--- EXERCISE DESCRIPTION ---
Return the Hudi build issue post below in full, word for word.

--- EXCERPT PROVIDED ---
——————
You are viewing a plain text version of this content. The canonical link for it is here.
Posted to commits@hudi.apache.org by GitBox <gi...@apache.org> on 2022/05/31 00:21:31 UTC

[GitHub] [hudi] eshu opened a new issue, #5719: [SUPPORT] Hudi 0.11.0 for Spark 3.1 build issues

eshu opened a new issue, #5719:
URL: https://github.com/apache/hudi/issues/5719

   I'm trying to build a fat JAR with Hudi bundle and Spark 3.1 (AWS Glue version) support with Scala 2.12
   
   All issues does not exist in Hudi 0.10.1 and earlier versions.
——————
--- RECORDS SHOWN ---
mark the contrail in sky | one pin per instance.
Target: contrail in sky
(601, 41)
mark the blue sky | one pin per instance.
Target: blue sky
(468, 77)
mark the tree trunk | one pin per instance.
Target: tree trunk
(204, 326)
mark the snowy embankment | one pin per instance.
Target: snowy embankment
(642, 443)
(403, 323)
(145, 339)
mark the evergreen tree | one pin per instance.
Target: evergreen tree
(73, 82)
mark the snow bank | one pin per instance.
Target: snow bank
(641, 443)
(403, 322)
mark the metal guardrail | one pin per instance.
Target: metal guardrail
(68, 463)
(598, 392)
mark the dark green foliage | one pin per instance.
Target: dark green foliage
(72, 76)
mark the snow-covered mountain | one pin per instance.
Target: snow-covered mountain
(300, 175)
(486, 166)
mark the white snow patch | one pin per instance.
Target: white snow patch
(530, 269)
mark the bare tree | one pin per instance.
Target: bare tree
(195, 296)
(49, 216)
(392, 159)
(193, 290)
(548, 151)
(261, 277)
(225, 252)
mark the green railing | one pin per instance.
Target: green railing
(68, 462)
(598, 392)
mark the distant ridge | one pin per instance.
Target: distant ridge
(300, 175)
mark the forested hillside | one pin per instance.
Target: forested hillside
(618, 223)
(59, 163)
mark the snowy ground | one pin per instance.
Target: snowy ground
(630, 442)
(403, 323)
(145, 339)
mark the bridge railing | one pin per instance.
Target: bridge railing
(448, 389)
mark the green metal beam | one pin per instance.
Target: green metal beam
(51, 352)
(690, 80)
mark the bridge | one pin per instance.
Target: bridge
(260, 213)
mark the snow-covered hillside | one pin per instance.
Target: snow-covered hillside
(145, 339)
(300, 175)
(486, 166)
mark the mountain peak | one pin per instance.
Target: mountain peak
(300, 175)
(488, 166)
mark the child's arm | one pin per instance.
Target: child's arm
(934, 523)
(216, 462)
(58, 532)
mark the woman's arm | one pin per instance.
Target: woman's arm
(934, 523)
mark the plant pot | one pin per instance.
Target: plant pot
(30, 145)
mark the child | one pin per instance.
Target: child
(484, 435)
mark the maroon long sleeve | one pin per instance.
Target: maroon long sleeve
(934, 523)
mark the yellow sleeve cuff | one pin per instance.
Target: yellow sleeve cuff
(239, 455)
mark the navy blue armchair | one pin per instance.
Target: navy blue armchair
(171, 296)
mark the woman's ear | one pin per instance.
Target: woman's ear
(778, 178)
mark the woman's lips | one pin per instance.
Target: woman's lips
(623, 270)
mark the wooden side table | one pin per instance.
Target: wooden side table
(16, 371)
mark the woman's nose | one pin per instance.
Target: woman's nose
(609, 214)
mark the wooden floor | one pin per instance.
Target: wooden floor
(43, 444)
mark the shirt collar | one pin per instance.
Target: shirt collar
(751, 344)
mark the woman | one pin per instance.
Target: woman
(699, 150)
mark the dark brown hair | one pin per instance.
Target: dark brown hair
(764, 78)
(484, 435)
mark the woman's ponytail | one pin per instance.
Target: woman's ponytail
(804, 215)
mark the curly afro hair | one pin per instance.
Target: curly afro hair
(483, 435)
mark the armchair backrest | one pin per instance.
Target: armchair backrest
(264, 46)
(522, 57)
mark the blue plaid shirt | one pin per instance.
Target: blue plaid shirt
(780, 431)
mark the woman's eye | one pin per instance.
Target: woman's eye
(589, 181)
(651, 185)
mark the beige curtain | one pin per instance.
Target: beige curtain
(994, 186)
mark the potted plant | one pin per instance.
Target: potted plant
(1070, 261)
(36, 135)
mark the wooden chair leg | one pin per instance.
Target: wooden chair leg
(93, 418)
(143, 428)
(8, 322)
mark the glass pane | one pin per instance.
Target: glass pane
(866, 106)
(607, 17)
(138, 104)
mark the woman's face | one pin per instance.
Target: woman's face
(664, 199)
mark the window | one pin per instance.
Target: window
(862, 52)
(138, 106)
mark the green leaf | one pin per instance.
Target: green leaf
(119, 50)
——————
--- CORRECT RESPONSE ---
You are viewing a plain text version of this content. The canonical link for it is here.
Posted to commits@hudi.apache.org by GitBox <gi...@apache.org> on 2022/05/31 00:21:31 UTC

[GitHub] [hudi] eshu opened a new issue, #5719: [SUPPORT] Hudi 0.11.0 for Spark 3.1 build issues

eshu opened a new issue, #5719:
URL: https://github.com/apache/hudi/issues/5719

   I'm trying to build a fat JAR with Hudi bundle and Spark 3.1 (AWS Glue version) support with Scala 2.12
   
   All issues does not exist in Hudi 0.10.1 and earlier versions.